# [Dataset]
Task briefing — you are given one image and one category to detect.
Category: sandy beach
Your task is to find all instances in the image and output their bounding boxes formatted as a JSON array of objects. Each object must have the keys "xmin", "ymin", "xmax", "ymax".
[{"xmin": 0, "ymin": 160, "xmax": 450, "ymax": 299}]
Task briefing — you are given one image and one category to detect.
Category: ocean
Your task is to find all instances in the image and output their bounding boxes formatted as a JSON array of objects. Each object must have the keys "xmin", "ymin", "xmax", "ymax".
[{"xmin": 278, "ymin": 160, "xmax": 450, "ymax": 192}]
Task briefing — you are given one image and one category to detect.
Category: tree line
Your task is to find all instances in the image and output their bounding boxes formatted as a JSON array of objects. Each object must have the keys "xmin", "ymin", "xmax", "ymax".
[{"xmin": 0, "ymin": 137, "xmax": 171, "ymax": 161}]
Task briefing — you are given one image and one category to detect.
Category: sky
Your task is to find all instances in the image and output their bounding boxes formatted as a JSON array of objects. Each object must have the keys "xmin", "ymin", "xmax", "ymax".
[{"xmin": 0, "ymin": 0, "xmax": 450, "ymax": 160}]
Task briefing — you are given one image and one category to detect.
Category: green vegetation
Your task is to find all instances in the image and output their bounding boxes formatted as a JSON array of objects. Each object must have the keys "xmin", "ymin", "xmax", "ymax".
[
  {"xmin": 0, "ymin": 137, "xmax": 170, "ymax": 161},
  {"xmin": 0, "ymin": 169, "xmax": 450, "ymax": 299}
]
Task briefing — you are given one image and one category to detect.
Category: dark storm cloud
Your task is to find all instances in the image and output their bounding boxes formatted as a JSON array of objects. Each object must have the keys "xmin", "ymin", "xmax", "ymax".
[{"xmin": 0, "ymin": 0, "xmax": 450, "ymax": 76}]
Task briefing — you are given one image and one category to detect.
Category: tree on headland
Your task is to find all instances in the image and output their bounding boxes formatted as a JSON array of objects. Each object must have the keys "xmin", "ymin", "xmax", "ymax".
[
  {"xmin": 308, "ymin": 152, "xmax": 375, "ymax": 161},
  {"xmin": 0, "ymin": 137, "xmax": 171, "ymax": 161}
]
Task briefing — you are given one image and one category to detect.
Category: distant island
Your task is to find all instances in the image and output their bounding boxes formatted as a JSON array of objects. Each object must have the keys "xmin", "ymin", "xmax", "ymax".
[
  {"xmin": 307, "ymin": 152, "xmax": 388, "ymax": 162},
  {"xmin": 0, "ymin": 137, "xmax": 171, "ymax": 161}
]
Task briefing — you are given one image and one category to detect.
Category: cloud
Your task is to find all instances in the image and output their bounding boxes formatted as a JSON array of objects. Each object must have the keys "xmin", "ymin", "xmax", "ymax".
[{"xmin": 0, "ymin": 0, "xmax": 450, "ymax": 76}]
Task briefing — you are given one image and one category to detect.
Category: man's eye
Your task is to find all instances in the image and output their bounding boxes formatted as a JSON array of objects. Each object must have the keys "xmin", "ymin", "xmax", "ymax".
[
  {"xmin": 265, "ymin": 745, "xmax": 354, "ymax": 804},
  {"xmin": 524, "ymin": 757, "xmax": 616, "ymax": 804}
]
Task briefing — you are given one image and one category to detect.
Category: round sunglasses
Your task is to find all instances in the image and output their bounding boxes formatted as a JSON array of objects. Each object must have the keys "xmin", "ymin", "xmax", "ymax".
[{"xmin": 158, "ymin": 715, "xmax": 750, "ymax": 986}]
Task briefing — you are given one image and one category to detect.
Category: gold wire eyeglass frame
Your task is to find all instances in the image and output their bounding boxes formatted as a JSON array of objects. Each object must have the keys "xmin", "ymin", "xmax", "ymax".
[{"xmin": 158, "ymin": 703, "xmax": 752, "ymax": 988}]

# [Exercise details]
Collect every line in the rows above that contains the string "tree". Copy each one unchanged, in the order it appears.

# [Correct response]
Category: tree line
Category: tree on headland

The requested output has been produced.